** The input **
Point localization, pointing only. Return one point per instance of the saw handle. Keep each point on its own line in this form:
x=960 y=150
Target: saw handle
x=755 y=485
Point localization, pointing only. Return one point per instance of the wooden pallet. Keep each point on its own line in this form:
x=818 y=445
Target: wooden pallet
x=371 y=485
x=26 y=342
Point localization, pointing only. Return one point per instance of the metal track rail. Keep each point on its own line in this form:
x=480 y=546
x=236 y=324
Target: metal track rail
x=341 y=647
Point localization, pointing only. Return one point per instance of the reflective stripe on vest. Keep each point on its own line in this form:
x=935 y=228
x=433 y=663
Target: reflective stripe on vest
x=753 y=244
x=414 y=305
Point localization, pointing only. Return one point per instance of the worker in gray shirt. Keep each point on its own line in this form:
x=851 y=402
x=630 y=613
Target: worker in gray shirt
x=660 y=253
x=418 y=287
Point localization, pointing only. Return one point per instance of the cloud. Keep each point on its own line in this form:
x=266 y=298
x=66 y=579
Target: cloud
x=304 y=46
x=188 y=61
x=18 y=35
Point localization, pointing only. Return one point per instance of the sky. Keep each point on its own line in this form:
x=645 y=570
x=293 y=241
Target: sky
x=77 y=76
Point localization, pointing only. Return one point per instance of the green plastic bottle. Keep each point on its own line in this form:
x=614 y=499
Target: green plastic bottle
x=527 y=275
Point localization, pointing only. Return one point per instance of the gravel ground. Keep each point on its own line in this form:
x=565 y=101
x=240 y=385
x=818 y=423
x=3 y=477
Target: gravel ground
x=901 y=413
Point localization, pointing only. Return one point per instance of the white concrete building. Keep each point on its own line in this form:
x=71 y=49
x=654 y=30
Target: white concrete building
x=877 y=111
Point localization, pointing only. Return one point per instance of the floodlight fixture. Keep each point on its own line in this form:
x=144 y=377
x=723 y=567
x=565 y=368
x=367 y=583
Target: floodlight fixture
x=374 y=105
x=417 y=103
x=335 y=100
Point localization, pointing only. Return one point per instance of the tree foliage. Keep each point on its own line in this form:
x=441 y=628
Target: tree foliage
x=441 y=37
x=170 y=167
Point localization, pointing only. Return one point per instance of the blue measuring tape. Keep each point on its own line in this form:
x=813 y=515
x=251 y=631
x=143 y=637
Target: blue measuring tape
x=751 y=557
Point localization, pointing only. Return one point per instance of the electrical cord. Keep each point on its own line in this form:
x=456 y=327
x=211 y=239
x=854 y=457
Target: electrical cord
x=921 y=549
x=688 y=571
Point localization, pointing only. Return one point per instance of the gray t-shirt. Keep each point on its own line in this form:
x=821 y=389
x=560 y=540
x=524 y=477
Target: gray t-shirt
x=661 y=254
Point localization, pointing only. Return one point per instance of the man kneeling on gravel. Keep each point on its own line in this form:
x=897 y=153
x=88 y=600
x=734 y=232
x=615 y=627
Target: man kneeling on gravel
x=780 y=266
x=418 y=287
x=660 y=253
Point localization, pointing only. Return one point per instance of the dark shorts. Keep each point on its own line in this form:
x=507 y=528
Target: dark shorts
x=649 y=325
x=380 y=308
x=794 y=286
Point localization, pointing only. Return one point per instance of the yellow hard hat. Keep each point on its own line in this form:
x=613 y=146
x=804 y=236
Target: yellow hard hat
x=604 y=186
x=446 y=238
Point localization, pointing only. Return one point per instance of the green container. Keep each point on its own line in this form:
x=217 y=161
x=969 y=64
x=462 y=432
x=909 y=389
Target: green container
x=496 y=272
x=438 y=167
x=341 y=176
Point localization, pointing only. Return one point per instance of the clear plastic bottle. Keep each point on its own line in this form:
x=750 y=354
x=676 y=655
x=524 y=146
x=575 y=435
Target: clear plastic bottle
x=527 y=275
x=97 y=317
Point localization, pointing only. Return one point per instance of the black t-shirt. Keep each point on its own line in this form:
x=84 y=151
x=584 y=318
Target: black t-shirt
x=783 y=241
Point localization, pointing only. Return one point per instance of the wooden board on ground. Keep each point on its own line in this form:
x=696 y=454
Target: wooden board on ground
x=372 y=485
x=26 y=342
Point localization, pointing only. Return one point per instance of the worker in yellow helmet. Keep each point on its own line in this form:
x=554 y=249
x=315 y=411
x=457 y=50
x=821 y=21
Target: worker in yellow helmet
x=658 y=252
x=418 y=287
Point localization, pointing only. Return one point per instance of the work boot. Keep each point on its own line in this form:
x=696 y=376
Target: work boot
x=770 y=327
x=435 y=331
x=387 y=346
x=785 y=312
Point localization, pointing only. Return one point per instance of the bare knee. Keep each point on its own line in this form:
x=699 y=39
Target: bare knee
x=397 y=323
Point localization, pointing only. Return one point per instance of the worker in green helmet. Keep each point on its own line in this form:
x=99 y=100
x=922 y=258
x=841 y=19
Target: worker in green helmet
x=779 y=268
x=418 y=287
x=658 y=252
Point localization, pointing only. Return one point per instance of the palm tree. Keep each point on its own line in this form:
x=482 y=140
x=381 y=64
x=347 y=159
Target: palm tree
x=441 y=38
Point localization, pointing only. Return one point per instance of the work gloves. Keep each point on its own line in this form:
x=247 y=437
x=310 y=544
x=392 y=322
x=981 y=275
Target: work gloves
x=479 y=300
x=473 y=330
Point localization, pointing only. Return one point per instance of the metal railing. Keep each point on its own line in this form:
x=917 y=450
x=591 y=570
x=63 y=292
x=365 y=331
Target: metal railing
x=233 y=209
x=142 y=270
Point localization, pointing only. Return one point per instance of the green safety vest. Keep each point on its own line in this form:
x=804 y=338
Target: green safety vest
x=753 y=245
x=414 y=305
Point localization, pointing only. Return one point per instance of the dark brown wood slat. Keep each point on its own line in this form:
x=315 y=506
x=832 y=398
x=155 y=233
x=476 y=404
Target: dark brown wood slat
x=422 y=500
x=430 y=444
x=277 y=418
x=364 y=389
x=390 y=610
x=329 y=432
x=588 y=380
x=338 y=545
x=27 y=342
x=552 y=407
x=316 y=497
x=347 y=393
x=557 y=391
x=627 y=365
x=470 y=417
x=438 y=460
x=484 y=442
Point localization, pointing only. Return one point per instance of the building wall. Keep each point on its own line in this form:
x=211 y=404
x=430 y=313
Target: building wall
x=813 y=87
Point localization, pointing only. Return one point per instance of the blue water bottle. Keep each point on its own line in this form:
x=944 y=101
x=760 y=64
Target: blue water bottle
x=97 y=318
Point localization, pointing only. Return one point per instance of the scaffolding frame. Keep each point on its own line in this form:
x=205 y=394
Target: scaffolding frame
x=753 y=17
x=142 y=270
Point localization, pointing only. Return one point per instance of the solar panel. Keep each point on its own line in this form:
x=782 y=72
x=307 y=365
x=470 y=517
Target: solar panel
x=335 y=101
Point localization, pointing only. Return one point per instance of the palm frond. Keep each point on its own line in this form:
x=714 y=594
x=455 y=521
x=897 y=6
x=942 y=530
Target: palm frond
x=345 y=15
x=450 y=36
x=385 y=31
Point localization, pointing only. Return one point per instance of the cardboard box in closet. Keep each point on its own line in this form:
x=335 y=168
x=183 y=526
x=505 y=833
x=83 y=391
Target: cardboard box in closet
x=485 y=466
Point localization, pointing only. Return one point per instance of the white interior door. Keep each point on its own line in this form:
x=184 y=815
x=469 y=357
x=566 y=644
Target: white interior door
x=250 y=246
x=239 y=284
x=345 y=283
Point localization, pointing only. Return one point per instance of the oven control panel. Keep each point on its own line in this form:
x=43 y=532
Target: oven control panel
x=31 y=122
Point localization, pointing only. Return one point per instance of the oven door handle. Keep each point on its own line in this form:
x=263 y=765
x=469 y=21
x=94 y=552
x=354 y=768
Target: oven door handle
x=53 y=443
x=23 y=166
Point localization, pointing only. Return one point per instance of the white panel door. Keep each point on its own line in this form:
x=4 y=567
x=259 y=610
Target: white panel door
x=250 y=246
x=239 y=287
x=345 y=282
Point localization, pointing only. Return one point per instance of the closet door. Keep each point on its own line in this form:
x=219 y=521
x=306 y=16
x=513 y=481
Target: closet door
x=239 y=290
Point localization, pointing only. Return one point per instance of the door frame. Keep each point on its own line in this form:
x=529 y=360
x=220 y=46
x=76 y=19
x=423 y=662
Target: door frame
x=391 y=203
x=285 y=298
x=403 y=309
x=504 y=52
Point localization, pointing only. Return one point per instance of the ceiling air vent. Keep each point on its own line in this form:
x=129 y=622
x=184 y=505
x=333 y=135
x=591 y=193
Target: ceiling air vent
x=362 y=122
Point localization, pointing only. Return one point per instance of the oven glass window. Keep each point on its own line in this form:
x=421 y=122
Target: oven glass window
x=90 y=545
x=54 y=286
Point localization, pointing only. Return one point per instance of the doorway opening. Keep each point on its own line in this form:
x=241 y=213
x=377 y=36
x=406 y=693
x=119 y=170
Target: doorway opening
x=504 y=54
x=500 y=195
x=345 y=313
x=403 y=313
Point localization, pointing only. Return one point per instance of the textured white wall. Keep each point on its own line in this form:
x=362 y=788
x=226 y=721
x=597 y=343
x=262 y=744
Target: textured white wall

** Set exercise **
Return, character for character, the lines of the records from the line with "of the black" up to and including the line with "x=397 y=323".

** Solution to this exercise **
Point localization, pointing only. Return one point per instance of the black t-shirt. Keep each point on its own line in this form:
x=84 y=151
x=584 y=318
Target: black t-shirt
x=783 y=241
Point localization, pointing only. Return one point per instance of the wooden board on ground. Keep each point on its own line in this form:
x=696 y=454
Target: wooden board on ground
x=372 y=485
x=26 y=342
Point localization, pointing only. Return one point per instance of the worker in yellow helmet. Keep each point on its own line in this form:
x=554 y=249
x=315 y=411
x=457 y=50
x=821 y=21
Target: worker in yellow helmet
x=658 y=252
x=418 y=287
Point localization, pointing only. Return one point per instance of the work boot. Keep each point on its own line in this form:
x=696 y=376
Target: work boot
x=770 y=327
x=435 y=331
x=387 y=346
x=785 y=312
Point localization, pointing only. Return one point per instance of the bare knee. Keep each point on its own line in this form:
x=699 y=39
Target: bare knee
x=397 y=323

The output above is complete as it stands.